Instruções:
a) Segundo o trecho sobre os estudantes de Xangai, quantos pontos Ji Yu Zhou obteve no Zhong Kao?
b) Transcreva fielmente, do trecho sobre os estudantes de Xangai, tudo o que vai desde "Chega à escola" até "elite de Xangai.".

Trecho citado:
────

Publicado em 30 de novembro de 2012 às 08h31.

Xangai - "Yali”, em chinês, significa “pressão”, e não é por acaso que a palavra é uma das mais repetidas pelos estudantes de Xangai. A rotina do aluno Ji Yu Zhou, de 15 anos, mostra por quê. Estudante do 10o ano do ensino básico chinês, o equivalente ao 1º ano do ensino médio no Brasil, Ji tem uma rotina tão ou mais pesada que a de um adulto.

Chega à escola às 7h40 e só sai, na melhor das hipóteses, às 16h30. Por volta das 7 da noite, depois do jantar e de um rápido descanso, é hora da lição de casa, ou mais 4 horas de estudo, em média. Ji só consegue fechar os livros e os cadernos às 11 horas da noite.

No ano passado, a vida dele estava ainda mais difícil. Para prestar o Zhong Kao, exame de ingresso no ensino médio, Ji entrava mais cedo e saía mais tarde da escola. O esforço foi recompensado: Ji conseguiu 595,5 pontos, um resultado excelente perto dos 630 possíveis, mas só pouco acima dos 590 exigidos pelas escolas de elite de Xangai.

Os adolescentes da maior cidade chinesa enfrentam pressão semelhante: a nota do Zhong Kao define a qualidade da escola em que o aluno fará o ensino médio, o que, por sua vez, será responsável pelo desempenho no Gao Kao, o vestibular chinês.

────

Seção de dados:
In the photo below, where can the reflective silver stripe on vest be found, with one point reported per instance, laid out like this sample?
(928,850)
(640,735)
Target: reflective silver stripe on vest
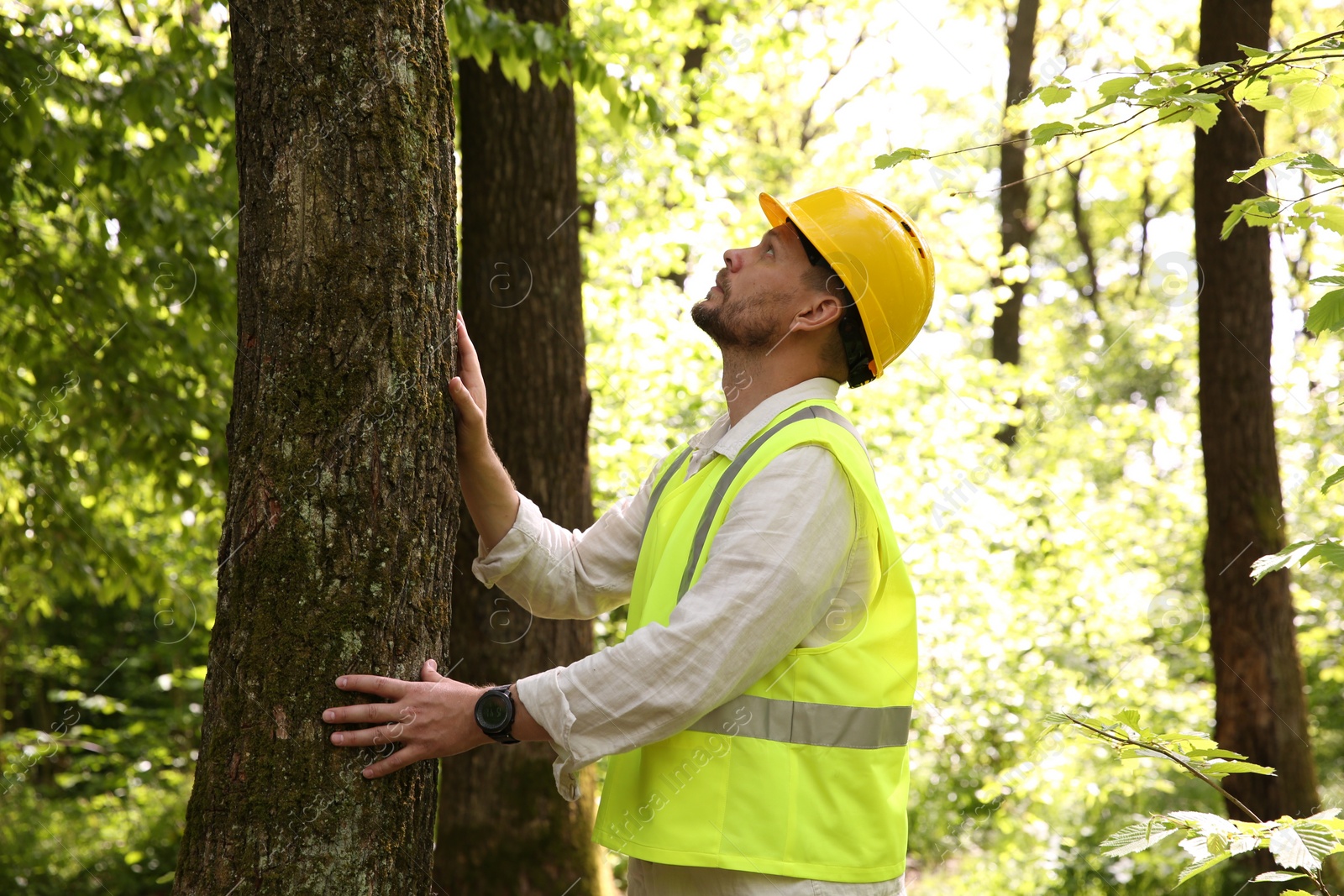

────

Respostas desenvolvidas:
a) Ji Yu Zhou obteve 595,5 pontos no Zhong Kao.

b)
Chega à escola às 7h40 e só sai, na melhor das hipóteses, às 16h30. Por volta das 7 da noite, depois do jantar e de um rápido descanso, é hora da lição de casa, ou mais 4 horas de estudo, em média. Ji só consegue fechar os livros e os cadernos às 11 horas da noite.

No ano passado, a vida dele estava ainda mais difícil. Para prestar o Zhong Kao, exame de ingresso no ensino médio, Ji entrava mais cedo e saía mais tarde da escola. O esforço foi recompensado: Ji conseguiu 595,5 pontos, um resultado excelente perto dos 630 possíveis, mas só pouco acima dos 590 exigidos pelas escolas de elite de Xangai.